▸ Objective: Put all of the records below into a two-column CSV with the columns "instruction" and "response". Each record gets one row, with its instruction text and its answer each in a single quoted field, line breaks replaced by spaces, and the pictures left out.

--- --- ---

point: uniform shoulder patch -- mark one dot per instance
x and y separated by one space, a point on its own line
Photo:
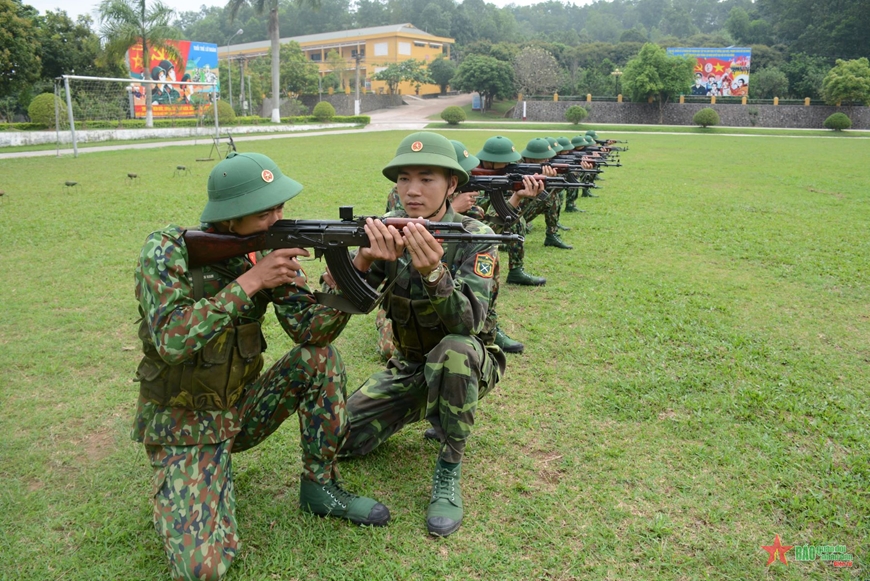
484 265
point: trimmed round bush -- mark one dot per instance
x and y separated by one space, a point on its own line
41 109
576 114
323 111
225 113
838 122
706 117
453 115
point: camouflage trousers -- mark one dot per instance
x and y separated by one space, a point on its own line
193 498
550 207
444 390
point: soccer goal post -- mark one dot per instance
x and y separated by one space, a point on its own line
107 103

--- --- ---

▸ Output:
instruction,response
"point: uniform shoulder patch -- mark one dot per instance x and y separated by one space, a point on its own line Photo:","484 265"
"point: trimmed round bush -- mark one dot per instance x and y separated by one space, a point on its own line","41 109 576 114 323 111 225 113 838 122 706 117 453 115"
"point: camouflage trousers -- mark one dot per instance x and y separated by one space, a point on its own line","193 498 550 207 444 390"
"point: soccer goal post -- mark one dot per instance x and y separated by one space, a point on its own line","107 103"